_EXTRACTED TEXT:_
Ballin: Monta Ellis, who has it all, was just 5-12 for 14 points through the first three quarters of the Bucks’ matchup with the Magic. In the fourth quarter alone, however, Montassori went for 25 points on 8-10 shooting including a shocking 5-5 from three during a season in which he was shooting an abysmal 24.1 percent from three up to that point. Those five makes raised Ellis’ three point percentage to 25.8, which is still worse than Dwyane Wade, Chris Bosh and Tim Duncan but wow.

Not so much: Oh cool, J.R. Smith led the Knicks in scoring with 17 points, which is exactly what New York needs with Carmelo Anthony, Amar’e Stoudemire and Tyson Chandler out with the worst collection of mysterious knee injuries since Greg Oden had legs. Oh not cool, he only went 4-20 from the field, turned the ball over three times and had his shot blocked another three times. Vintage J.R.

Sprechen ze: If you were wondering what a 25-point fourth quarter looks like, this is it.

_SUPPLIED INFORMATION:_
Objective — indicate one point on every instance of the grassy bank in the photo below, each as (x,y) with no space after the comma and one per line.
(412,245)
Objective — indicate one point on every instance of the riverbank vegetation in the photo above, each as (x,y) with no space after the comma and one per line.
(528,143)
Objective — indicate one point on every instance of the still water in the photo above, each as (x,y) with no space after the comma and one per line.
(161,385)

==

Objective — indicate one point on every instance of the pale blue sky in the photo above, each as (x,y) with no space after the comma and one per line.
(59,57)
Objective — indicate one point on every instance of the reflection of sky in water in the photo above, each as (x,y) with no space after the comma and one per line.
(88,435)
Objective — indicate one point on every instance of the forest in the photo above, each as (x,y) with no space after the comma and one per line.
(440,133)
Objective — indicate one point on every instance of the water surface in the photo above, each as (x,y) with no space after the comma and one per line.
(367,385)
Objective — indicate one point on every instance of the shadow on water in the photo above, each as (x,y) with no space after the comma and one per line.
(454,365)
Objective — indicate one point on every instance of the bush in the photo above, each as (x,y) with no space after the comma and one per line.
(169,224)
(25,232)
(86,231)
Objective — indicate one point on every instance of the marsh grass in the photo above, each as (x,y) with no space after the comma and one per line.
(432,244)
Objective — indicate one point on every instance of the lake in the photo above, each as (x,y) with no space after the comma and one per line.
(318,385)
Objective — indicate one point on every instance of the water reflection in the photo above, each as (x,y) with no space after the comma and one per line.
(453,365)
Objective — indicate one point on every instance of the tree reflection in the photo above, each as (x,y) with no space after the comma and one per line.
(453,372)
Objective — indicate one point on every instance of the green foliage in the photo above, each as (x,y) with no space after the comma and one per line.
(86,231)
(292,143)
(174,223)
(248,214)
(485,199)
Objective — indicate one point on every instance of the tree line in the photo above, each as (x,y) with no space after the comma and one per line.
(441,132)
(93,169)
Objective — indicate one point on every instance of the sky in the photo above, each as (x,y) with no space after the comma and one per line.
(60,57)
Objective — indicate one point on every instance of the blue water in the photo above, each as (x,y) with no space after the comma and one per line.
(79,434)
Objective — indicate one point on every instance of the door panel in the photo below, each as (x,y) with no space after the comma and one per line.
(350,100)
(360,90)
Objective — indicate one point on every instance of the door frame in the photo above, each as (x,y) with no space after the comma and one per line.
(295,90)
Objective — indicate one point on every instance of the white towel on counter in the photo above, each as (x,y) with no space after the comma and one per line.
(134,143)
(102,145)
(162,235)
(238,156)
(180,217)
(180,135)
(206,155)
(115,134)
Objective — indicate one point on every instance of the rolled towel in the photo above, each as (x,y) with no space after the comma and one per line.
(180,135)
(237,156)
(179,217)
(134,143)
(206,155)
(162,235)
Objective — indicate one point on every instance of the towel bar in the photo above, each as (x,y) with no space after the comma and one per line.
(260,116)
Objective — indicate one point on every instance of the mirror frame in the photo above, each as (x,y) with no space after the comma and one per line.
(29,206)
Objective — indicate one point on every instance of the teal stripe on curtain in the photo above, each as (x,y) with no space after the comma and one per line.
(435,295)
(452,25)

_TO-DO LIST:_
1. In the basketball recap, rewrite the passage between "Not so much: Oh" and "this is it.", inclusive, replacing "Knicks" with "Nets".
2. According to the basketball recap, what was J.R. Smith's shooting from the field?

_TASK-BY-TASK RESULTS:_
1.
Not so much: Oh cool, J.R. Smith led the Nets in scoring with 17 points, which is exactly what New York needs with Carmelo Anthony, Amar’e Stoudemire and Tyson Chandler out with the worst collection of mysterious knee injuries since Greg Oden had legs. Oh not cool, he only went 4-20 from the field, turned the ball over three times and had his shot blocked another three times. Vintage J.R.

Sprechen ze: If you were wondering what a 25-point fourth quarter looks like, this is it.

2. 4-20